▶ **AUSZUG ZUM LESEN**:
Lenin setzte damit zwei neue Akzente: Die Führer der Arbeiterklasse mussten nicht selbst Arbeiter sein, und der Sozialismus konnte auch gegen die Arbeiter durchgesetzt werden. Marx’ Annahme, dass das Sein das Bewusstsein bestimme – worauf sich letztlich die Erwartung der bevorstehenden sozialen Revolution im gesetzmäßigen Ablösungsprozess der Gesellschaftsformationen gründe –, negierte Lenin mit seiner neuen Parteikonzeption. Er ging davon aus, dass „999 von 1.000 der Bevölkerung bis ins innerste Mark demoralisiert sind durch politische Knechtseligkeit und durch einen absoluten Mangel an Verständnis für Parteiehre und Parteibindung“ und daher eine straffe, an eine Armee erinnernde Parteiavantgarde nötig sei, deren Kennzeichen eben nicht ihre soziale Herkunft, sondern ihre unerschütterliche Treue zur Revolution und deren Anführern sei. Die „Diktatur des Proletariats“, wie Marx und Engels sie 1848 als anstrebenswert plakatiert hatten, war unter Lenins theoretischen Erörterungen von einer Parteidiktatur zu einer Einmanndiktatur geschrumpft.

Diktatur als angestrebte Staatsform

Karl Marx verstand unter der „Diktatur des Proletariats“ eine „politische Übergangsperiode“ für den Staat vom Kapitalismus zum Kommunismus. Gemeinsam mit Engels plädierte er für „despotische“ Eingriffe bei der Machtübernahme. Gleichwohl sahen sie in der Diktatur kein dauerhaftes Machtmittel, sondern eine Übergangsform auf dem Weg zur Herrschaft und zum proletarischen Staat. Terror als dauerhafte Staatsform kam Marx und Engels nicht in den Sinn. Für sie gehörten die Grundfreiheiten zum Sozialismus dazu. Sie sahen sie als unveräußerlich an und gingen von der Prämisse aus, dass der Sozialismus nicht von einer Minderheit erzwungen werden könne. Erst Lenin verquickte Macht und Gewalt zu einer Symbiose in Form einer proletarischen Diktatur unter Führung einer kleinen Avantgarde. Diese würde die „Diktatur des Proletariats“ so lange befehligen, bis sich alle ihrer Doktrin unterworfen hätten. Lenin zufolge konnte sich nur Marxist nennen, wer diese Diktatur anerkannte. Stalin fasste das in die einprägsame Formel: „Die Diktatur des Proletariats ist die durch kein Gesetz beschränkte und sich auf Gewalt stützende Herrschaft des Proletariats über die Bourgeoisie – eine Herrschaft, die die Sympathien und die Unterstützung der werktätigen und ausgebeuteten Massen besitzt.“ Bei Lenin geriet unter dem Eindruck der Machtausübung der Staat zum Interessenvertreter des Proletariats, sodass jeder, der sich gegen den Staat stellte, gegen die Interessen der Arbeiterschaft handelte.

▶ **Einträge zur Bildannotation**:
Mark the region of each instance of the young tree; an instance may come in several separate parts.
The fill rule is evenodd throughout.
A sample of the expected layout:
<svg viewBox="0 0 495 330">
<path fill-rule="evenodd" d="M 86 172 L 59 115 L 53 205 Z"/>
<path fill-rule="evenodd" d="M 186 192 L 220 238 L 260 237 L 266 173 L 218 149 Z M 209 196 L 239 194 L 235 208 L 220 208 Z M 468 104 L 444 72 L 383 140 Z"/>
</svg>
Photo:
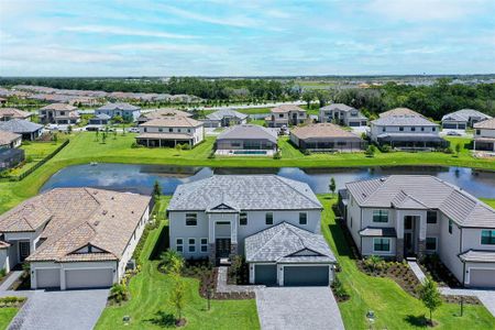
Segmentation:
<svg viewBox="0 0 495 330">
<path fill-rule="evenodd" d="M 437 283 L 428 276 L 426 280 L 419 287 L 419 299 L 430 311 L 430 324 L 433 324 L 432 315 L 442 305 L 442 298 L 440 292 L 438 290 Z"/>
<path fill-rule="evenodd" d="M 328 186 L 330 188 L 330 191 L 332 191 L 332 195 L 336 194 L 336 189 L 337 189 L 337 185 L 336 185 L 336 179 L 332 177 L 330 178 L 330 185 Z"/>
</svg>

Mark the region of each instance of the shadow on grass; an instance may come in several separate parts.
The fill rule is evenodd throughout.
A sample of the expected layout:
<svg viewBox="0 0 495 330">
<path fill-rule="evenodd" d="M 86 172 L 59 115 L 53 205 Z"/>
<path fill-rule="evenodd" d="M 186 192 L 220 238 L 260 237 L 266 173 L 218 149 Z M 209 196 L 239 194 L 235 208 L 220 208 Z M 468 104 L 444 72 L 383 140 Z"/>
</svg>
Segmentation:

▶ **DEINE AUFGABE**:
Was verstand Karl Marx laut dem Auszug über die Diktatur des Proletariats unter dieser Diktatur?

▶ **ERGEBNIS DER AUFGABE**:
Eine „politische Übergangsperiode“ für den Staat vom Kapitalismus zum Kommunismus.